■ Rohdaten ■
■ ■ ■ ■
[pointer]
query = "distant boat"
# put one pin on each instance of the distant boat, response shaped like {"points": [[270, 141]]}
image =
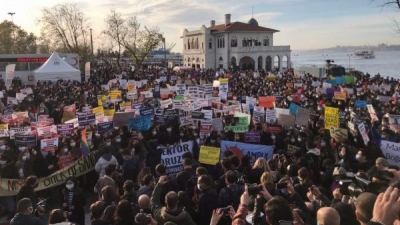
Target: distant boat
{"points": [[364, 54]]}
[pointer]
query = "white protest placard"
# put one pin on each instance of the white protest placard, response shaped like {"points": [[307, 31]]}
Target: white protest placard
{"points": [[391, 151], [171, 156]]}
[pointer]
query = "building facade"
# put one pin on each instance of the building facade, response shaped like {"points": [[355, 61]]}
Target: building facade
{"points": [[234, 45]]}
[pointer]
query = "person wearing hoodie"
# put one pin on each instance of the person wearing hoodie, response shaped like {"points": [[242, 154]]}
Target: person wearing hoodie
{"points": [[104, 160], [25, 216], [170, 212]]}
■ ■ ■ ■
■ Aufgabe ■
Schreib die Daten oben als CSV mit den zwei Spalten „text“ und „loesung“ um. Jeder Text mit seiner Lösung bekommt eine eigene Zeile, jedes Feld steht in Anführungszeichen, Zeilenumbrüche werden zu Leerzeichen, alle Daten kommen vor und die Bilder bleiben weg.

■ Lösung ■
text,loesung
"[pointer] query = ""distant boat"" # put one pin on each instance of the distant boat, response shaped like {""points"": [[270, 141]]} image = Target: distant boat","{""points"": [[364, 54]]}"
"[pointer] query = ""white protest placard"" # put one pin on each instance of the white protest placard, response shaped like {""points"": [[307, 31]]} Target: white protest placard","{""points"": [[391, 151], [171, 156]]}"
"[pointer] query = ""building facade"" # put one pin on each instance of the building facade, response shaped like {""points"": [[355, 61]]} Target: building facade","{""points"": [[234, 45]]}"
"[pointer] query = ""person wearing hoodie"" # put one pin on each instance of the person wearing hoodie, response shaped like {""points"": [[242, 154]]} Target: person wearing hoodie","{""points"": [[104, 160], [25, 216], [170, 212]]}"